§ PASSAGE TO READ
== == ==
The European Union’s antitrust watchdog said Thursday it had launched an ex officio probe of U.S. pharmaceutical giant Cephalon Inc.’s alleged attempt to pay Teva Pharmaceutical Industries Ltd. to keep Modafinil, a generic version of narcolepsy drug Provigil off the market.
Provigil is a stay-awake drug that is used to treat the sleeping sickness narcolepsy and also became popular among night-workers such as truckers and has been tested for military use. It enables users to stay awake for days. (I couldn’t find any information as to whether it works during lectures).
The probe concerns a deal struck between the Cephalon and Teva that “may have had the object or effect of hindering the entry of generic Modafinil” into the European Economic Area.
The case arises from a December 2005 deal to settle patent infringement disputes in Britain and the United States, which saw Teva undertake not to sell its generic Modafinil products in the European single market before October 2012. The probe does not indicate “a definitive finding of an infringement. There is no set deadline for an outcome. Various side deals are also under investigation by US antitrust authorities.
Generic drugs are far cheaper, typicaly costing about 40 percent less than the first, patented drug. The EU has been probing the sector repeatedly since a report showed that the number of new drugs reaching the market annually had dropped by over a third since 2000 and that people were being deprived of innovative, affordable and safe medicine.
What is clear from this probe is that whilst supplementary protection certificates (SPC) are available in Europe to prolong patent protection for the first patent for a new drug, the European Union sees generic drug availability as in the public interest. The law tries to strike a balance and cartels that upset this delicate balance are unacceptable.
== == ==
§ EXERCISE DATA

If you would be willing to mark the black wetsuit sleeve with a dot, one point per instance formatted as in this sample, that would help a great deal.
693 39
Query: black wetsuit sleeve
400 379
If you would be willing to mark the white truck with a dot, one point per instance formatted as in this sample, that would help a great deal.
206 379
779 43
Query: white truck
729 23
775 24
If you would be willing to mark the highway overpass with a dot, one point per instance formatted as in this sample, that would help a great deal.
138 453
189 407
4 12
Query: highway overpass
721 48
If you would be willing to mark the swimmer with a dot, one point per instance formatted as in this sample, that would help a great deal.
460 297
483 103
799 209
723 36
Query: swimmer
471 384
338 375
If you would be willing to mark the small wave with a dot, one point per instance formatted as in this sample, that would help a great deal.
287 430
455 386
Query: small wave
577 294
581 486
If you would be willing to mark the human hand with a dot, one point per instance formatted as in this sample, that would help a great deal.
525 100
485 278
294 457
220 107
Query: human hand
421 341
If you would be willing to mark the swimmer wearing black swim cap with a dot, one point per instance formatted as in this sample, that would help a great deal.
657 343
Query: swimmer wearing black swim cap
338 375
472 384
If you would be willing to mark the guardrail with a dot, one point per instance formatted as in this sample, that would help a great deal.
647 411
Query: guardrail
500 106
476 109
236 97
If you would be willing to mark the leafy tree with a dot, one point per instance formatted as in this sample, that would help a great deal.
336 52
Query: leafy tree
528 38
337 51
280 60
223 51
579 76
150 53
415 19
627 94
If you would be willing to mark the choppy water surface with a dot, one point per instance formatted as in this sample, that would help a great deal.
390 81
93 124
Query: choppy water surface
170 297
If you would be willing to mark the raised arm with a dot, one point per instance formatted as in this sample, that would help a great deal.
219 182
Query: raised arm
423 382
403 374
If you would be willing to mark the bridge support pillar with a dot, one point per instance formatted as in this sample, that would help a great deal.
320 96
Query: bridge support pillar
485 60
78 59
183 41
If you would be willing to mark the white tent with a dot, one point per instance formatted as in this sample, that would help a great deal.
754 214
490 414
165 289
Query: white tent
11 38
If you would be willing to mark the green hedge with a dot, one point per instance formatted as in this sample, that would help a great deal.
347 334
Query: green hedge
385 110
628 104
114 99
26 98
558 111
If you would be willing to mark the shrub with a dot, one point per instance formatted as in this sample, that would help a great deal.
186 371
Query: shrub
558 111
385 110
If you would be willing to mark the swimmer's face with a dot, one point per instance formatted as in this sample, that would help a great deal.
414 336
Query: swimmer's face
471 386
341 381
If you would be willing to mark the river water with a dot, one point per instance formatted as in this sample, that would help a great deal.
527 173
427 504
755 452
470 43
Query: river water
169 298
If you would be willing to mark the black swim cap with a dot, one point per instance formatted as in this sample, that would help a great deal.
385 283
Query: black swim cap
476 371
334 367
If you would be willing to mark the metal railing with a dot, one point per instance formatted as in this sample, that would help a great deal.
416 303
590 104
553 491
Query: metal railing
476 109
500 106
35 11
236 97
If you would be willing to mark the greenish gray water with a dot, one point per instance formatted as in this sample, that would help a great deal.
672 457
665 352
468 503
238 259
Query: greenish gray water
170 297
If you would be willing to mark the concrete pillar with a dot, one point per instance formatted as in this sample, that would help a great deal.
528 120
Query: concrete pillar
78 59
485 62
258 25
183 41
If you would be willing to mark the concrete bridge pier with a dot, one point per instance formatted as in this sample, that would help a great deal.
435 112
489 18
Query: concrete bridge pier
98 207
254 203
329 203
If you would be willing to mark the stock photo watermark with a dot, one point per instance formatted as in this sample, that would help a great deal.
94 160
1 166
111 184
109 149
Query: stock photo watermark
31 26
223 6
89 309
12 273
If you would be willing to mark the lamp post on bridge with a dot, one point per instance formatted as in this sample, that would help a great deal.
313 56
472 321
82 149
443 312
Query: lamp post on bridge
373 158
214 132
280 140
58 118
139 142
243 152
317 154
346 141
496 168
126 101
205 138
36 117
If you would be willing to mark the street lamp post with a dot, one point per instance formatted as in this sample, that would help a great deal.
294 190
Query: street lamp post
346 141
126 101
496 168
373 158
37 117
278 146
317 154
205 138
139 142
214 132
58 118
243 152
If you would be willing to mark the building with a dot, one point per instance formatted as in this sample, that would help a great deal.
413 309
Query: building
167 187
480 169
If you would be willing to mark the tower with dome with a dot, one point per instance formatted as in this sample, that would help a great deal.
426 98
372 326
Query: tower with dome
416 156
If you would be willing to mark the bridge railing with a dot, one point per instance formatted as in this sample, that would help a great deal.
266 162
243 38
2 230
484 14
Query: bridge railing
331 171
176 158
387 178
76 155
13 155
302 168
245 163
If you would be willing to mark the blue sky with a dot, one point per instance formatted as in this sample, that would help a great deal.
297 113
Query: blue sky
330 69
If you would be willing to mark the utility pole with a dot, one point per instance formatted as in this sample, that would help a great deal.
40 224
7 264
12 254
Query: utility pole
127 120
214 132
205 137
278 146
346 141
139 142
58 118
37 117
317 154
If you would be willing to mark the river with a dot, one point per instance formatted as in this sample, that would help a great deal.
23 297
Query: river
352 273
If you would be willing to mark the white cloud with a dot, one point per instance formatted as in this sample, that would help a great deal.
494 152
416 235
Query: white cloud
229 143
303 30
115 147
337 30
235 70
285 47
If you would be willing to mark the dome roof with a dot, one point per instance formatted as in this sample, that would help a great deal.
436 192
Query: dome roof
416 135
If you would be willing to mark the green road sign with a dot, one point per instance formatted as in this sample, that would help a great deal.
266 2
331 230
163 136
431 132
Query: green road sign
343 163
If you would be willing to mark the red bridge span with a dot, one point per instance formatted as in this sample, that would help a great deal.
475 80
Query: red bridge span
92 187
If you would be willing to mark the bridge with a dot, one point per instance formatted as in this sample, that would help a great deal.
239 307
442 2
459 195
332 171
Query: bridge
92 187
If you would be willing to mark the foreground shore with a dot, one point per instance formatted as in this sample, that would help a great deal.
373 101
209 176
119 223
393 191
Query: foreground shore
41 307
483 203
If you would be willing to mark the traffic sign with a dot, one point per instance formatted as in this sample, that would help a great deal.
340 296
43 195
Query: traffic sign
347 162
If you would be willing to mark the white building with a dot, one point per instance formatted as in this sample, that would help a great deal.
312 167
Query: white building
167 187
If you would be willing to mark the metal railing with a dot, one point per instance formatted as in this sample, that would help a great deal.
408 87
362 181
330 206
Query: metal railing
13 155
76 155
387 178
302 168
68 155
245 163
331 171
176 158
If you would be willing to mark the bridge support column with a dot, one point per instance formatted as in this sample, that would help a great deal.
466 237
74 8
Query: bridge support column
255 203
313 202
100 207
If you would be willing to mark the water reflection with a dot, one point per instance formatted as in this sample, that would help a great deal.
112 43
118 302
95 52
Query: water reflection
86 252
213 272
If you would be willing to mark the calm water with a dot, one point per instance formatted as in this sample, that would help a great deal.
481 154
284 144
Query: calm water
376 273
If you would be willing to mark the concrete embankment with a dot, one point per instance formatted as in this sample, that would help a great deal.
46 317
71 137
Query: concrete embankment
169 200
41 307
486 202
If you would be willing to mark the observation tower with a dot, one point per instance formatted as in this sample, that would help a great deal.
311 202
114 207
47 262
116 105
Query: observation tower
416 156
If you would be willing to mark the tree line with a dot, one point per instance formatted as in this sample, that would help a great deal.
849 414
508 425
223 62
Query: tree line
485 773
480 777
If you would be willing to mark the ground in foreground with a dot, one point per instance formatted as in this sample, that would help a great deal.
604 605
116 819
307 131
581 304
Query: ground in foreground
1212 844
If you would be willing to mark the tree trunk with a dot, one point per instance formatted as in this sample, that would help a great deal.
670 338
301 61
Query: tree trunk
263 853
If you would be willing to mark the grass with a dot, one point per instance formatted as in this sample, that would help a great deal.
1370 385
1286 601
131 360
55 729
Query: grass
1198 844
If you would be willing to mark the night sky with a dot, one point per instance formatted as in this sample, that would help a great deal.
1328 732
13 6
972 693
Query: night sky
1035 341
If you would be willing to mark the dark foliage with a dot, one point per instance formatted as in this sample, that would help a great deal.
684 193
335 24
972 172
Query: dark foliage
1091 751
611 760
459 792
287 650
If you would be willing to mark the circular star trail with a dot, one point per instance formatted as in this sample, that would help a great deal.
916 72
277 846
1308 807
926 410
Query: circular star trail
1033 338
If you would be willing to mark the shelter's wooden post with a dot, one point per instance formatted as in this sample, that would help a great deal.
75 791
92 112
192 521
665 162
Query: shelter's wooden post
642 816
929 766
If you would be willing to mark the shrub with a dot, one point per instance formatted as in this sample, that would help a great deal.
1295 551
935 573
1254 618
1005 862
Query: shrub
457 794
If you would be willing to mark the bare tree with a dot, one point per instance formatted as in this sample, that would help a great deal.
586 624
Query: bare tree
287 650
== == ==
§ THE TASK
From the text about the EU probe, write out the passage starting at "Provigil is a" and ending at "works during lectures).", copying it word for word. The material is separate from the text about the EU probe and unrelated to it.

§ TASK OUTPUT
Provigil is a stay-awake drug that is used to treat the sleeping sickness narcolepsy and also became popular among night-workers such as truckers and has been tested for military use. It enables users to stay awake for days. (I couldn’t find any information as to whether it works during lectures).